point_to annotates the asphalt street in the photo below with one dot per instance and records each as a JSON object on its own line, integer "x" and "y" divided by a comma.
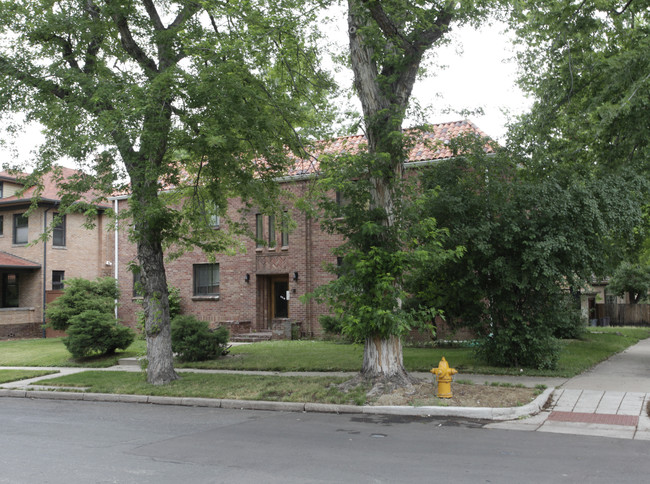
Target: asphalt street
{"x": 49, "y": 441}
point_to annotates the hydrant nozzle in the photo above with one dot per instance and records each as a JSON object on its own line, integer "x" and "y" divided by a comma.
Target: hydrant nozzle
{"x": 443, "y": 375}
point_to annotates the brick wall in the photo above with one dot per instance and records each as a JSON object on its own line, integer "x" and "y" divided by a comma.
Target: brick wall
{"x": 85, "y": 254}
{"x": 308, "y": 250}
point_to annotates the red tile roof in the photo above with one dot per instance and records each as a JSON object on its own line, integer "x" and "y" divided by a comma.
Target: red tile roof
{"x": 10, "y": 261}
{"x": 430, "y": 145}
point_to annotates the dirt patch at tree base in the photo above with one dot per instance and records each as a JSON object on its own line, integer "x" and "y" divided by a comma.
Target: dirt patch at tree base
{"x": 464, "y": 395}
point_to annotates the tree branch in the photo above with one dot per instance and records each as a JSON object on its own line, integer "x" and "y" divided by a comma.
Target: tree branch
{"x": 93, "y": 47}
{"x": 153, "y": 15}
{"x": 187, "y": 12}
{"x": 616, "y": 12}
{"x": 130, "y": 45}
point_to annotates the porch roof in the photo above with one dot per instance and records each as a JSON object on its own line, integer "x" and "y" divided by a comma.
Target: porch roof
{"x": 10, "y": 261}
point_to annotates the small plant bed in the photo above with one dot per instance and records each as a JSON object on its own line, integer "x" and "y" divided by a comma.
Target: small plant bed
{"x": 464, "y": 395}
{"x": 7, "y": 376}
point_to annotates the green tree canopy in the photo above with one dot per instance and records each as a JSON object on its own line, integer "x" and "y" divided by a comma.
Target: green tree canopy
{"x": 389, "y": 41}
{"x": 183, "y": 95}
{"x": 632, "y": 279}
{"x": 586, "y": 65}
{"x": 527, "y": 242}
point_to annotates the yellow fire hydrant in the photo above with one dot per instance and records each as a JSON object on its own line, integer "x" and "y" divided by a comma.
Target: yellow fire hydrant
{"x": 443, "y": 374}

▸ Task goal: Set down, word for word, only the lines running from the line with "point_to annotates the porch" to the last line of the listing above. Both of those lines belong in your answer.

▸ Full solution:
point_to annotates the porch roof in the photo above with one dot per instance and records each as a JSON object on its own line, integer "x" and "y" divided by a comma.
Target: porch roof
{"x": 10, "y": 261}
point_to annotates the small plant bed in the photo above with one dot per instance and records each as a JSON object on its own line, integer "x" and "y" divided by a comma.
Target: small plant bed
{"x": 464, "y": 395}
{"x": 7, "y": 376}
point_to annotates the green tree canopy in the photo above with one dot per instance and records each as a JSON object on its own line, integer "x" and "y" divided by a comma.
Target: green tree canopy
{"x": 389, "y": 41}
{"x": 183, "y": 95}
{"x": 632, "y": 279}
{"x": 586, "y": 65}
{"x": 527, "y": 242}
point_to annotates the yellow fire hydrant in the photo above with one dot per instance and records each as a JSON object on its own line, integer "x" and "y" divided by a comma.
Target: yellow fire hydrant
{"x": 443, "y": 374}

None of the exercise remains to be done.